- Excerpts from a pointing dataset:
_ _ _ _ _

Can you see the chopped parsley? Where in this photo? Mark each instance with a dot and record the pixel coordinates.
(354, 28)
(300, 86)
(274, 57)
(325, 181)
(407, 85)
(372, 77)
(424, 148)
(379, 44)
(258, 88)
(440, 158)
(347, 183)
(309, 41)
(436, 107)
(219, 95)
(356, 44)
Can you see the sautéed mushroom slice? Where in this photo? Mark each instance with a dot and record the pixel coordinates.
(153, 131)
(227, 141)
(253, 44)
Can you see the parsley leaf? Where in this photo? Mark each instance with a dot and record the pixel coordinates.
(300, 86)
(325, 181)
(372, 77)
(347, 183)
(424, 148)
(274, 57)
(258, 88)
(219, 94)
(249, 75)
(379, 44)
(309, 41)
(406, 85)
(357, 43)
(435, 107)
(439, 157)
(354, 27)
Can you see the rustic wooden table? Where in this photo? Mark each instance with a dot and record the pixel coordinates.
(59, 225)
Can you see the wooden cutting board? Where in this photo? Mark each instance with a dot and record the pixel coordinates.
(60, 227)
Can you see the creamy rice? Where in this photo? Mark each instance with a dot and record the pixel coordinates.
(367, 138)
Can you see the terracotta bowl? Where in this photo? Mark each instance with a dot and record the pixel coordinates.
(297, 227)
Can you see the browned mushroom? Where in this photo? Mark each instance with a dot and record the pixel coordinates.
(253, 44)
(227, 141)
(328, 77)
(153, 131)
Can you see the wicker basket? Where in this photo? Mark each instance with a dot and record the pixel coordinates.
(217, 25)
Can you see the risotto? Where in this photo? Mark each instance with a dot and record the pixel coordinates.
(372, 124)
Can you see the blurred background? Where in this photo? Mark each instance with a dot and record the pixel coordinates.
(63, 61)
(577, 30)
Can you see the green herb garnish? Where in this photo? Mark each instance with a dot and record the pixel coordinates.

_ _ _ _ _

- Exercise directions: Turn all of the data above into a numbered list, leaving out any blank lines.

- In response:
1. Can you see the chopped parsley? Where in this photo? Mark each instance with a dot and record the pixel coordinates.
2. (354, 28)
3. (300, 86)
4. (274, 57)
5. (325, 181)
6. (407, 85)
7. (372, 77)
8. (424, 148)
9. (379, 44)
10. (258, 88)
11. (440, 158)
12. (347, 183)
13. (309, 41)
14. (436, 107)
15. (219, 95)
16. (356, 44)
17. Can you see the sautéed mushroom slice? Where in this photo? Mark each instance with a dot and record the pixel coordinates.
18. (153, 131)
19. (227, 141)
20. (253, 44)
21. Can you see the parsley leaf? Where in this photo? Mark each instance with a dot and record the pixel coordinates.
22. (300, 86)
23. (325, 181)
24. (372, 77)
25. (347, 183)
26. (424, 148)
27. (274, 57)
28. (258, 88)
29. (219, 94)
30. (249, 75)
31. (379, 44)
32. (309, 41)
33. (406, 85)
34. (357, 43)
35. (435, 107)
36. (439, 157)
37. (354, 27)
38. Can you see the rustic wooden table? Where in this photo? Mark each instance with a dot and record the pixel coordinates.
39. (59, 225)
40. Can you see the wooden cutting board? Where in this photo? Mark each instance with a dot and record the pixel coordinates.
41. (60, 227)
42. Can you see the creamy rice? Where in this photo? Mark each instance with a dot and record the pixel coordinates.
43. (367, 138)
44. Can you see the terracotta bowl? Where in this photo? Mark each instance with a dot and record the pixel coordinates.
45. (297, 227)
46. Can you see the browned mushroom? Where in this photo? Mark each instance with a dot and record the pixel coordinates.
47. (253, 44)
48. (227, 141)
49. (328, 77)
50. (153, 131)
51. Can you see the wicker basket? Where in this photo? Mark each instance with a dot and record the pixel coordinates.
52. (217, 25)
53. Can you see the risotto? Where in this photo? Mark each instance with a dot and record the pixel coordinates.
54. (372, 124)
55. Can you see the blurred background? Where in this photo? Mark each instance with a dot and record the pixel coordinates.
56. (63, 61)
57. (577, 30)
58. Can you see the green herb garnish? Where in this photo? Mark each instance with a dot and record the pixel coordinates.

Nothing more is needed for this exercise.